Task instructions >>
Here are some entries; quote each one exactly.

Records supplied >>
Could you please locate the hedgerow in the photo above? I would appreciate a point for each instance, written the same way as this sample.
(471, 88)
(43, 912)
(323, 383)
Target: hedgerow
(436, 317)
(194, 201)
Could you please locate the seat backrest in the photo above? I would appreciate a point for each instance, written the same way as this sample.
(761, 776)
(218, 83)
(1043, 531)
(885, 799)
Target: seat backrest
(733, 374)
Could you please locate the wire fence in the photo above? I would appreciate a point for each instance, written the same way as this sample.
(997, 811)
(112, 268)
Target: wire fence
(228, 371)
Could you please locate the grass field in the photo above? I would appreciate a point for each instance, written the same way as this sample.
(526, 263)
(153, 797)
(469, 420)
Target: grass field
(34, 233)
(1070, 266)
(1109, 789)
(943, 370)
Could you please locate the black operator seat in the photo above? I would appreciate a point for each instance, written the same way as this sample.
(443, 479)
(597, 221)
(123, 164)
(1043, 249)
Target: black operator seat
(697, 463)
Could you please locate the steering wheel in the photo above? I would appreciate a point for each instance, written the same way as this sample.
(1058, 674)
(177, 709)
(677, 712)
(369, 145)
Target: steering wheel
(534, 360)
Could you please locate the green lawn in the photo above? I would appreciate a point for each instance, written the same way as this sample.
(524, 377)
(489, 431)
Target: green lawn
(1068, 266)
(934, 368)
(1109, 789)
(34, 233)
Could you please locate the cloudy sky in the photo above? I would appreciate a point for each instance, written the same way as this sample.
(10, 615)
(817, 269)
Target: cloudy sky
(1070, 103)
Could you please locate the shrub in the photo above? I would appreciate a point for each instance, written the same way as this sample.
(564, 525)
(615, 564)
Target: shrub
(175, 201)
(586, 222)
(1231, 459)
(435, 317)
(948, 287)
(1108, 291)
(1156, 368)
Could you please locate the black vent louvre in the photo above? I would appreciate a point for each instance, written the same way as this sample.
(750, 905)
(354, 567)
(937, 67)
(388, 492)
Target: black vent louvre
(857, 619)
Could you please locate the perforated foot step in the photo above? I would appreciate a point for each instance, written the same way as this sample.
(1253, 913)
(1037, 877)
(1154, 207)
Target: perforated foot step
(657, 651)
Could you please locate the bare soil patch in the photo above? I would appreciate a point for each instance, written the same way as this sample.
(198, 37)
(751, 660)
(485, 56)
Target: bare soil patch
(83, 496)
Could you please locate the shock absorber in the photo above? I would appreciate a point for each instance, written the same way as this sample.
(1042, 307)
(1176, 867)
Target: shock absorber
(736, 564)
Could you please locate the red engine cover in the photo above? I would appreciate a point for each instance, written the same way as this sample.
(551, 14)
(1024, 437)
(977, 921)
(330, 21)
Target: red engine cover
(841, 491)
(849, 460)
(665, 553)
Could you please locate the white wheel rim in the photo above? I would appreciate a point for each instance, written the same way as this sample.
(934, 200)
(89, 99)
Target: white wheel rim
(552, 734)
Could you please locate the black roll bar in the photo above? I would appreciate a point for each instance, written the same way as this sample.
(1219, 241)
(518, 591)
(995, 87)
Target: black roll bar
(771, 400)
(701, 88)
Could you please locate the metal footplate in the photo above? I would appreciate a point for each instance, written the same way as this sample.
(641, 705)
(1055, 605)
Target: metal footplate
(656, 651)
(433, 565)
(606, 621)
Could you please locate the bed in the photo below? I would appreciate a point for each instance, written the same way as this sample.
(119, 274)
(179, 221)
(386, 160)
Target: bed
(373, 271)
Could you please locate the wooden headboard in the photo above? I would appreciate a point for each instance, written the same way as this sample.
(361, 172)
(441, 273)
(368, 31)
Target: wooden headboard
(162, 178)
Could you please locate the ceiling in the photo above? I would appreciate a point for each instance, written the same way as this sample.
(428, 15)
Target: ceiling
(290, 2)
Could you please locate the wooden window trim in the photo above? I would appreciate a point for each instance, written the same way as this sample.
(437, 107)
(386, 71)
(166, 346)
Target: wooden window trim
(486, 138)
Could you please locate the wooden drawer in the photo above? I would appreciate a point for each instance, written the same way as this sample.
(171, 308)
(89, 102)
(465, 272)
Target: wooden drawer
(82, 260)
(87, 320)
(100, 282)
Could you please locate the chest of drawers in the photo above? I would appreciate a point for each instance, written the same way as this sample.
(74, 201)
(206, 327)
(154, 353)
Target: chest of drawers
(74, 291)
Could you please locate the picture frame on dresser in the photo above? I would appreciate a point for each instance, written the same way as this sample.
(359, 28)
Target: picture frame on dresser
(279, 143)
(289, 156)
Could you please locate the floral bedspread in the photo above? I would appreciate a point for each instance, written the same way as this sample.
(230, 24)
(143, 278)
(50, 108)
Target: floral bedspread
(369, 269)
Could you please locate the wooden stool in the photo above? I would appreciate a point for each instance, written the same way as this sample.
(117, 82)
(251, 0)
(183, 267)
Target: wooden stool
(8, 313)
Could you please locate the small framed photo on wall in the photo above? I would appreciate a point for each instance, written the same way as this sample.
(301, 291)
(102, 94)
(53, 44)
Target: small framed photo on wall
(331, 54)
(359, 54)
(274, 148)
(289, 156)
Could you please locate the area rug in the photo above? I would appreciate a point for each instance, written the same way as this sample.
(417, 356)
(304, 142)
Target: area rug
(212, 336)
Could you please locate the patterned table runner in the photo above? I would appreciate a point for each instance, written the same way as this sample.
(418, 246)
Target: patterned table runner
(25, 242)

Solution to this problem >>
Could you please locate the hedgerow in the photo above? I would appreciate a point for each instance, written the same way as this sample.
(471, 88)
(43, 912)
(323, 383)
Target: hedgerow
(436, 317)
(194, 201)
Could you please locate the seat backrest in the photo above? I would appreciate a point for each instance, written the same way as this sample.
(761, 776)
(218, 83)
(1043, 531)
(885, 799)
Target: seat backrest
(733, 374)
Could you please locate the wire fence in the photo above? I would appreciate a point for each instance, written the same way as this sample.
(997, 811)
(112, 268)
Target: wire fence
(228, 371)
Could you please locate the grass field in the photo above? I would appreciate a point for each instance, written the same way as this sample.
(526, 263)
(153, 797)
(469, 420)
Target: grass field
(34, 233)
(1070, 266)
(1109, 789)
(943, 370)
Could you please locate the black operator seat in the photo above? I would appreciate a point for each instance, written the same way as this sample.
(443, 479)
(597, 221)
(123, 164)
(1043, 249)
Target: black operator seat
(697, 463)
Could you please locate the steering wheel in the photo above? I would appreciate a point for each instance, written the same way as this sample.
(1058, 674)
(177, 709)
(677, 712)
(369, 145)
Target: steering wheel
(534, 360)
Could you please locate the green lawn in the photo above? I would appreciate a point for each instance, written the same way as this sample.
(524, 377)
(489, 431)
Target: green lawn
(1068, 266)
(934, 368)
(1109, 789)
(34, 233)
Could you please locate the cloudy sky in the photo above? I would appreciate a point for each instance, written the same way as this sample.
(10, 615)
(817, 269)
Target: cloudy sky
(1070, 103)
Could you please locate the shrub in the photo above? I would appreciate a point for each instance, written the same way as this sample.
(564, 525)
(615, 564)
Target: shrub
(175, 201)
(586, 222)
(1231, 459)
(435, 317)
(948, 287)
(1108, 291)
(1156, 368)
Could you please locate the black vent louvre in the photo above? I would appreciate a point for each instance, written the same way as this sample.
(750, 905)
(354, 567)
(937, 67)
(388, 492)
Target: black vent louvre
(857, 619)
Could you please locate the perforated foot step in the photo above? I would appreciate a point for each instance, written the same way as this sample.
(1253, 913)
(1037, 877)
(1154, 207)
Target: perforated foot step
(657, 651)
Could you please locate the bare soil patch in the photo above? I would appreciate a point for each instance, written the same way as this sample.
(198, 37)
(751, 660)
(485, 56)
Target: bare soil patch
(83, 496)
Could you please locate the shock absorber in the photo above? I would appreciate a point for each instance, written the same way as this sample.
(1042, 307)
(1176, 867)
Target: shock absorber
(736, 564)
Could you please locate the red engine cover in the photo above? I would appreciate a point for each instance, written the same way as this sample.
(551, 14)
(1024, 437)
(977, 921)
(330, 21)
Target: red engine cover
(841, 491)
(849, 460)
(665, 553)
Could you please locate the white wheel rim in the photo above? I would appreciate a point for each instance, written the same way as this sample.
(934, 200)
(89, 99)
Target: white wheel rim
(552, 734)
Could you please locate the black roll bar in the photo above? I would appreciate a point for each instance, written the same way as this sample.
(1219, 241)
(518, 591)
(995, 87)
Target: black roll bar
(771, 400)
(701, 88)
Could you please locate the metal footplate in the photo above? I would appreciate a point for each instance, written the same way as this sample.
(641, 705)
(1055, 605)
Target: metal footplate
(656, 651)
(433, 565)
(606, 621)
Could you please locate the bed in the photo below? I would appreciate a point for each instance, written the same way as this sample.
(119, 274)
(179, 221)
(386, 160)
Target: bed
(373, 271)
Could you please locate the wooden headboard in the photo above? I would appreciate a point for each instance, written the same way as this sample.
(361, 172)
(441, 273)
(368, 31)
Target: wooden headboard
(162, 178)
Could you please locate the ceiling in the photo above? I would appreciate a point for each instance, written the same way as this sample.
(428, 15)
Target: ceiling
(290, 2)
Could you please locate the wooden window trim in the photo above? I would appreciate a point for each instance, written the same way as this sample.
(437, 107)
(386, 71)
(166, 346)
Target: wooden window trim
(486, 138)
Could you please locate the wooden drawer in the photo above? I would appreciate a point for each instance, written the same way as this sample.
(171, 308)
(89, 102)
(465, 272)
Target: wooden drawer
(82, 260)
(87, 320)
(100, 282)
Could you please locate the chest of drawers in the photo above? I would appreciate a point for each instance, written the same way as this sample.
(74, 201)
(206, 327)
(154, 353)
Target: chest of drawers
(74, 291)
Could you please locate the picture frame on dresser in the photo above? I would appreciate a point for each instance, written the same way as this sample.
(359, 28)
Target: picture frame on dresser
(279, 143)
(289, 156)
Could you please locate the floral bedspread in the photo above? I would appreciate a point for each instance, written the same way as this sample.
(230, 24)
(143, 278)
(50, 108)
Target: floral bedspread
(369, 269)
Could you please locate the wooden stool in the photo above? I would appreciate a point for each instance, written the same way as this sample.
(117, 82)
(251, 0)
(183, 267)
Target: wooden stool
(8, 313)
Could you please locate the small framed photo on wall in the photo above? I would appreciate a point for each instance, written the same way as this sample.
(301, 291)
(102, 94)
(53, 44)
Target: small framed photo on wall
(331, 54)
(359, 54)
(274, 148)
(289, 156)
Could you please locate the area rug in the photo above? I would appreciate a point for each instance, written the same way as this sample.
(417, 356)
(304, 142)
Target: area rug
(212, 336)
Could you please locate the patterned table runner in the photo above? I would appreciate a point for each instance, written the same way as this sample.
(418, 246)
Target: patterned table runner
(25, 242)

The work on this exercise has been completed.